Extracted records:
..............................
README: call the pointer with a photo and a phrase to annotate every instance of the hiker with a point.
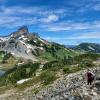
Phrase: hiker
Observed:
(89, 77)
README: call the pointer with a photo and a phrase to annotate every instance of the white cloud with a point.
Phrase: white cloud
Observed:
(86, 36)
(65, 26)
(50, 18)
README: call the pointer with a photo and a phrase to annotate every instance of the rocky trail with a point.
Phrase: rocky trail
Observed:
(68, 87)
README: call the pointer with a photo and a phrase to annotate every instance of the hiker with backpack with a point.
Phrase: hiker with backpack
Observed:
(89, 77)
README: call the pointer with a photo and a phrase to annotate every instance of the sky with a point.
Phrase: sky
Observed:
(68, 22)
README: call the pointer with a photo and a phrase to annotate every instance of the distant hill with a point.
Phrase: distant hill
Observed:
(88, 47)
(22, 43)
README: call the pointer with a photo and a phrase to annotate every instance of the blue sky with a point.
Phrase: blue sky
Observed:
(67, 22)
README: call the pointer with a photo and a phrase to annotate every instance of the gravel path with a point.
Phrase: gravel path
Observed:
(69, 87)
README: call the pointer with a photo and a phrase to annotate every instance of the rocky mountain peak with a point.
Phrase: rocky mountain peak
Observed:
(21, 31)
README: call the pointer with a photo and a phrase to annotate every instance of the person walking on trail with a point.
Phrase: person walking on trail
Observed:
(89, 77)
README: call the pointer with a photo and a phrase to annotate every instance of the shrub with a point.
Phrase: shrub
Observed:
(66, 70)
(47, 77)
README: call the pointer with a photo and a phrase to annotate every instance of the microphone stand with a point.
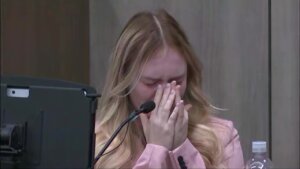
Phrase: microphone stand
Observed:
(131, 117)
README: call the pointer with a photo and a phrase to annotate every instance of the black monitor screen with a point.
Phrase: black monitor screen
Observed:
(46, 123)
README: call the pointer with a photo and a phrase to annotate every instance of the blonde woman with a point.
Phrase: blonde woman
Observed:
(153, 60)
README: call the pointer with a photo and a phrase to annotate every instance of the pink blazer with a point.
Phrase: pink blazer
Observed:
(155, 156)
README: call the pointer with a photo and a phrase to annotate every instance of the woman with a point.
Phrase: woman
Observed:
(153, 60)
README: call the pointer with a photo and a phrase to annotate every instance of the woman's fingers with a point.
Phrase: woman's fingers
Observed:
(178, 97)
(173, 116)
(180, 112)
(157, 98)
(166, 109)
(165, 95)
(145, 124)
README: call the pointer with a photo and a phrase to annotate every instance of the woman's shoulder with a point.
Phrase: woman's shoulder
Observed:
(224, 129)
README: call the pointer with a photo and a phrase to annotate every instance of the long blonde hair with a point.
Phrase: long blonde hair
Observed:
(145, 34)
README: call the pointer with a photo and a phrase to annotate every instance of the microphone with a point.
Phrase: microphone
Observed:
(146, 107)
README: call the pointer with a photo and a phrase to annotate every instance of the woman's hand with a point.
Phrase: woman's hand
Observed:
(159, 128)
..............................
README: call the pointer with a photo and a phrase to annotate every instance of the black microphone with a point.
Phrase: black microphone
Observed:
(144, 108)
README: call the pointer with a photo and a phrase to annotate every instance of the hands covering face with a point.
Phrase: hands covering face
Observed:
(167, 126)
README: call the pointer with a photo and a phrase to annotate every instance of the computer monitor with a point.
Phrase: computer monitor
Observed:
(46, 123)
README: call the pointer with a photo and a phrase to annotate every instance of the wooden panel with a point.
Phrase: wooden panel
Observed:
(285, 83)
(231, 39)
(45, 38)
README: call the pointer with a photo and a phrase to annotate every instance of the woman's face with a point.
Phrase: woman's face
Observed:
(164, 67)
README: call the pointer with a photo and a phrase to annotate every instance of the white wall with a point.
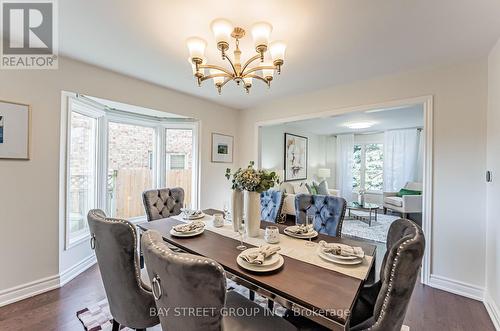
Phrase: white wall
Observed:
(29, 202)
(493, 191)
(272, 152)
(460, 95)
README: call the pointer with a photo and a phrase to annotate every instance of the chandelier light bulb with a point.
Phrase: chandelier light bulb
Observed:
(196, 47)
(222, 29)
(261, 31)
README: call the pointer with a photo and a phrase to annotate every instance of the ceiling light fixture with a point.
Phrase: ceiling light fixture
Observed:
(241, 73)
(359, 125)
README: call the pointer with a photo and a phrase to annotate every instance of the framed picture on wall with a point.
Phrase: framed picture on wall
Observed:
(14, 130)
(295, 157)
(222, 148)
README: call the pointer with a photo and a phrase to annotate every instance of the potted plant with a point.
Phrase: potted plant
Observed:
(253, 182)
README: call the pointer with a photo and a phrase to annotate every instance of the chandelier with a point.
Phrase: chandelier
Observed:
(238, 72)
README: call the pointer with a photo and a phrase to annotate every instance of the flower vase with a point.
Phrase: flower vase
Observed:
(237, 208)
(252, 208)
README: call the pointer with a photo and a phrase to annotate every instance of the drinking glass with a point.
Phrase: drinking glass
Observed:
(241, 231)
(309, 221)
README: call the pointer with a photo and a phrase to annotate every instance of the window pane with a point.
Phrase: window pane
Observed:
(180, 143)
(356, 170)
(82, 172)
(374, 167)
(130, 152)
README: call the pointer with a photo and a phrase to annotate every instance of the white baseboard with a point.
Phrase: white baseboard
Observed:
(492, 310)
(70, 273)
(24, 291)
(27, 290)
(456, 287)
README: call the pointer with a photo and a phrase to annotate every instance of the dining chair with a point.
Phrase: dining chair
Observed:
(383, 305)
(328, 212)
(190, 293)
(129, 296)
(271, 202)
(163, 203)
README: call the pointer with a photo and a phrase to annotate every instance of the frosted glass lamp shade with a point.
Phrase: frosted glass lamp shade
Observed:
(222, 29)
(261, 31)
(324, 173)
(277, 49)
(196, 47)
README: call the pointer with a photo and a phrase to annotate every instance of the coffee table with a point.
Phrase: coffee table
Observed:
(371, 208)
..............................
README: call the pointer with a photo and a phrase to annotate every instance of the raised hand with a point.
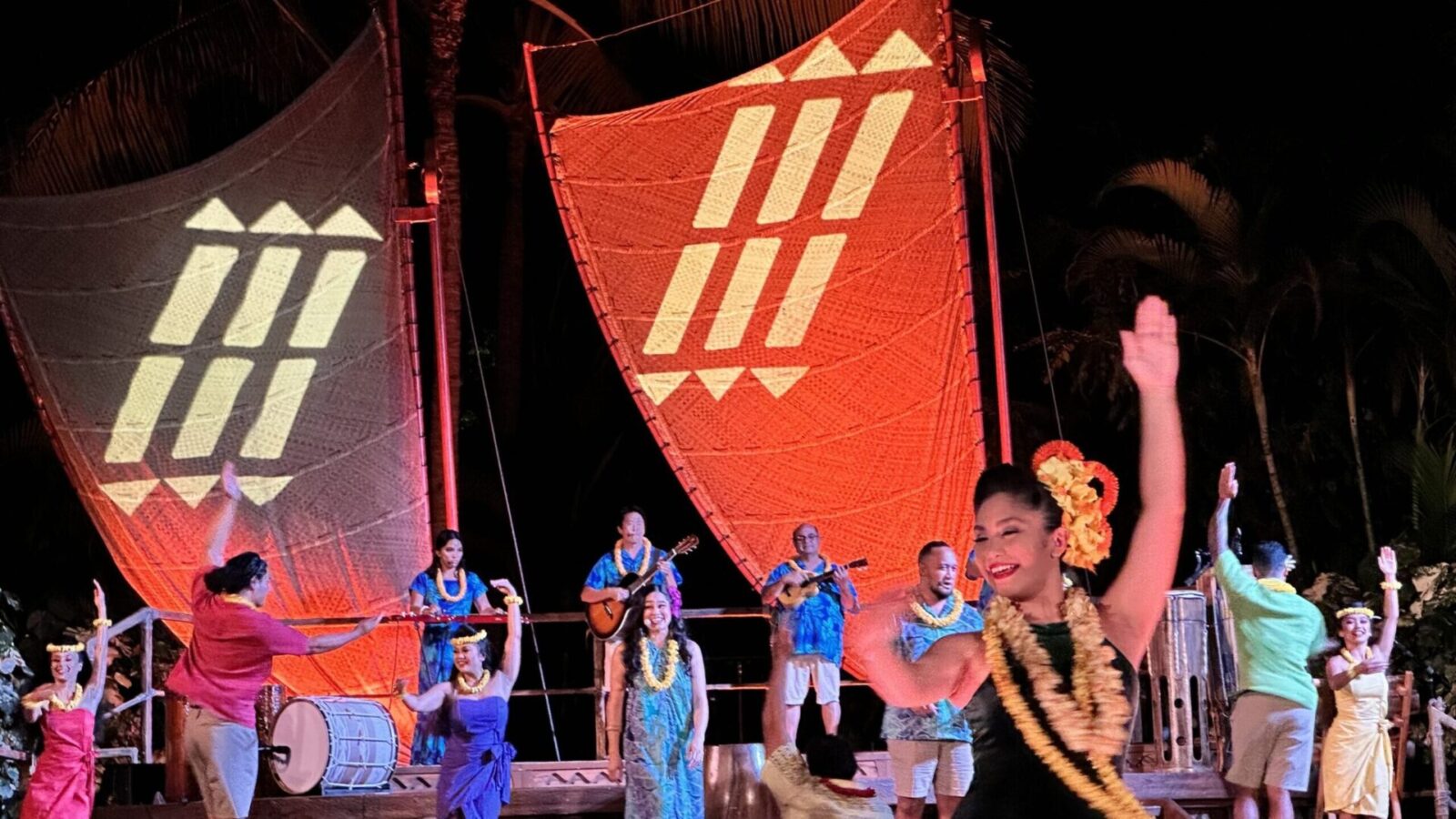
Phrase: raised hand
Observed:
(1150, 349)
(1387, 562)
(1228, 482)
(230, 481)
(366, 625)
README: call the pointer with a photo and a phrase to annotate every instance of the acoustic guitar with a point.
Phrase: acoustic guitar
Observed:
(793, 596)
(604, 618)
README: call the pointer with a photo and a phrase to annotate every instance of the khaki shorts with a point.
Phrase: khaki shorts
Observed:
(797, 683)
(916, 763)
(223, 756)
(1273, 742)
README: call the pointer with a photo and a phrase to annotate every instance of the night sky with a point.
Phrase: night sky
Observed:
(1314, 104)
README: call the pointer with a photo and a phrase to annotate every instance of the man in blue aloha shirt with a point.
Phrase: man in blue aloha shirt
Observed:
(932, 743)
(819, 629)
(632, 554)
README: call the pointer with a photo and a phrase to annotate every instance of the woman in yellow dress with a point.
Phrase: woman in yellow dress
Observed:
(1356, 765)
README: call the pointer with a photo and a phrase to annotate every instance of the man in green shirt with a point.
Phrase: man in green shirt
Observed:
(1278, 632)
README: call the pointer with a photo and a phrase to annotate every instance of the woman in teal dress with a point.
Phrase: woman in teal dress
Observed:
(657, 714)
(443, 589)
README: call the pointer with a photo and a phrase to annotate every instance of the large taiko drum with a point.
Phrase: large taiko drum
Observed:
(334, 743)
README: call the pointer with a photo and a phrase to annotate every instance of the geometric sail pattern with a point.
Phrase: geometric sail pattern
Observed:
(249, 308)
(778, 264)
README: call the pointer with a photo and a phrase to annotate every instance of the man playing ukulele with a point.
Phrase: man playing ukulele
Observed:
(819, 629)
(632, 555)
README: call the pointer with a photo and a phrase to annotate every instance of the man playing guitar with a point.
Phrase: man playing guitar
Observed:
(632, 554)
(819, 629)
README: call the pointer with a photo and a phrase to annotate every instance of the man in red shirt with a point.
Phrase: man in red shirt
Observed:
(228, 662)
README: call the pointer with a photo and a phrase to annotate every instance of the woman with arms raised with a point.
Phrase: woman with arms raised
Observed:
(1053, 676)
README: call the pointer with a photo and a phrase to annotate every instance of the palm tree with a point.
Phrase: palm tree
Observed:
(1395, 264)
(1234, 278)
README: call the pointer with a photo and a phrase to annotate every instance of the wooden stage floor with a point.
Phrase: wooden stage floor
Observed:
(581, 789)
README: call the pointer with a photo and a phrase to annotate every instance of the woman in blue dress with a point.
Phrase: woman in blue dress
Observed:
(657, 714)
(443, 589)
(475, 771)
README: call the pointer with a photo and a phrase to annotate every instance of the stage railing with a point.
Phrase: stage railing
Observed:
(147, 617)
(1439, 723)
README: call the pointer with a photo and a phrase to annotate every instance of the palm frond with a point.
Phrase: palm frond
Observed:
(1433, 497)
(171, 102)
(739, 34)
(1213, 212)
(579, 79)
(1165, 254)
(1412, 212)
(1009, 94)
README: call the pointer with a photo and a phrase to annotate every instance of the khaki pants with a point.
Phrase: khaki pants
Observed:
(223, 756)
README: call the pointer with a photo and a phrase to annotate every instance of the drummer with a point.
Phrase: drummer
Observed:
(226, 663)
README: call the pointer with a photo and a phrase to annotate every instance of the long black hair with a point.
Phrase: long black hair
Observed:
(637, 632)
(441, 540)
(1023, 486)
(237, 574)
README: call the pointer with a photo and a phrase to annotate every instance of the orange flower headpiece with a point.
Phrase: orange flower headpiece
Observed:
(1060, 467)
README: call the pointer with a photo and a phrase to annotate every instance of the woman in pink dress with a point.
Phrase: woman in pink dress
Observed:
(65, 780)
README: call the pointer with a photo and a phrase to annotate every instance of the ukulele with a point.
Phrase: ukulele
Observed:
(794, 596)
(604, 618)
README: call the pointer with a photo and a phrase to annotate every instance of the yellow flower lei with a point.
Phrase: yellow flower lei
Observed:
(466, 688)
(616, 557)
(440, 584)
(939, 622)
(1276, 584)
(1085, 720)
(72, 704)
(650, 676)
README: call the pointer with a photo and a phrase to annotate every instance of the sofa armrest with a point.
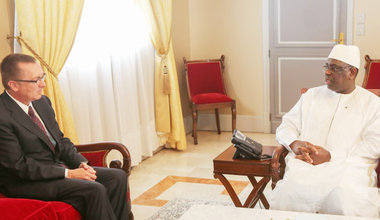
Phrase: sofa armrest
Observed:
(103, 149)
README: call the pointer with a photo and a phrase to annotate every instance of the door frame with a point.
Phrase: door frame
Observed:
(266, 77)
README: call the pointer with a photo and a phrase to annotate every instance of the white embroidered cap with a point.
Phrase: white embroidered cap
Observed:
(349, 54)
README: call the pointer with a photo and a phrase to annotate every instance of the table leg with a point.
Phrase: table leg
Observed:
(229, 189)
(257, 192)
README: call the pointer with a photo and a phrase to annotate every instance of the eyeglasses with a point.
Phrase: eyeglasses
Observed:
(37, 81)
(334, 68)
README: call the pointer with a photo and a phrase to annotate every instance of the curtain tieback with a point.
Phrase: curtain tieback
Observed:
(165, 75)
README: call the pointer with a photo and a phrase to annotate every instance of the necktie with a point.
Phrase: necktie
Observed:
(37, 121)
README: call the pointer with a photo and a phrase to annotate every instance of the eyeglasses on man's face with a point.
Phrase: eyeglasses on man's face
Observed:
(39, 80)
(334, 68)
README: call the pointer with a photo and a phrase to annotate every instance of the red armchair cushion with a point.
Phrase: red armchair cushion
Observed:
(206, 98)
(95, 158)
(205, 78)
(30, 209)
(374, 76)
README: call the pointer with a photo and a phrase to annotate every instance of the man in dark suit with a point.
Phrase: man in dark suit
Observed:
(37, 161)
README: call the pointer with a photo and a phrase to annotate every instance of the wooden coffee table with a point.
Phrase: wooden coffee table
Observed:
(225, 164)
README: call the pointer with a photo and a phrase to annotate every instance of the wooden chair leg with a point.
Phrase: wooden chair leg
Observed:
..............................
**PROBLEM DESCRIPTION:** Reproduce every line from the preceding data in which the word "aloha" can be found.

**RESPONSE AREA:**
README: call the pointer with a photo and a phrase to annotate every instance of the man in blue aloha shirt with a point.
Phrase: man in blue aloha shirt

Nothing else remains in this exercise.